■ Natural language region descriptions:
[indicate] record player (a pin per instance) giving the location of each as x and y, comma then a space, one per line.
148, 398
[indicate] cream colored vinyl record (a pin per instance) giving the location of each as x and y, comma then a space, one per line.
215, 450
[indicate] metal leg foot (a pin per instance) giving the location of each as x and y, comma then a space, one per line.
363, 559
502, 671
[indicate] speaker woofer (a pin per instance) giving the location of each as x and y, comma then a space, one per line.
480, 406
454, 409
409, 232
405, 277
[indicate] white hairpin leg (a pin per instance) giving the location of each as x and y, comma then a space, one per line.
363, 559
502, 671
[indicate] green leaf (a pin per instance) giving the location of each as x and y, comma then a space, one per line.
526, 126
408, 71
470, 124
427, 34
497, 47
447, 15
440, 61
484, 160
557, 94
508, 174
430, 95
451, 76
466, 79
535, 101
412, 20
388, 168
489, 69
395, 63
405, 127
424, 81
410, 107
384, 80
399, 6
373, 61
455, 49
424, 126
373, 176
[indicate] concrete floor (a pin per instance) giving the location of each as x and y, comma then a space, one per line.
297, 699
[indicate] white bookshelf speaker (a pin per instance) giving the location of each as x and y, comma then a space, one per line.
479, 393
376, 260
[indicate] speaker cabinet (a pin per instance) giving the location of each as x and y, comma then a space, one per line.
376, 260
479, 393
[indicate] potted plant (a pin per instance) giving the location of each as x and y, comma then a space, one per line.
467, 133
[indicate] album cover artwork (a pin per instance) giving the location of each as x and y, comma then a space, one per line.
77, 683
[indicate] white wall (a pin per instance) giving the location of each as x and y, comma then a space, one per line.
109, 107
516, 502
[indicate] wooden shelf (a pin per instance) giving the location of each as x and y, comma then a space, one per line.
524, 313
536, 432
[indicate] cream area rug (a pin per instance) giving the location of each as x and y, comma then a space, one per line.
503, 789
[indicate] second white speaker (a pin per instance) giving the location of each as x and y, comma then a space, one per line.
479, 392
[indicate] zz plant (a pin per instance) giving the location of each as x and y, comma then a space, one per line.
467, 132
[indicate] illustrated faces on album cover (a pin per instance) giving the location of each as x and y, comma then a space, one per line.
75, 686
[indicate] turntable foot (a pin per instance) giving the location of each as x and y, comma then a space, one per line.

■ What the exercise asks: Every line from the one that contains "[indicate] white wall" down to and including the last line of the records above must be set down exactly, with nothing else.

■ Response area:
[indicate] white wall (a pin per instance) giving the location of each as x and y, comma then a space, one per line.
109, 107
516, 502
[indicate] wooden shelf (a pin per instance) giving the location of each as x and y, comma then a space, one per line.
524, 313
536, 432
[indicate] cream area rug (a pin per instance) giving the location of each as x and y, comma then a space, one per line.
503, 789
[indicate] second white speaker (a pin per instance) giving the location of each as x and y, comma then a space, one per line.
479, 392
[indicate] zz plant (a pin per instance) giving the location of each as x and y, comma then a space, one per line.
467, 132
[indicate] illustrated faces on album cover (a pin per instance) giving the location of each as x and y, comma then a space, one per line.
75, 686
[indicate] turntable foot (a pin per instance) giving the location of each as x and y, comma then a space, one per line.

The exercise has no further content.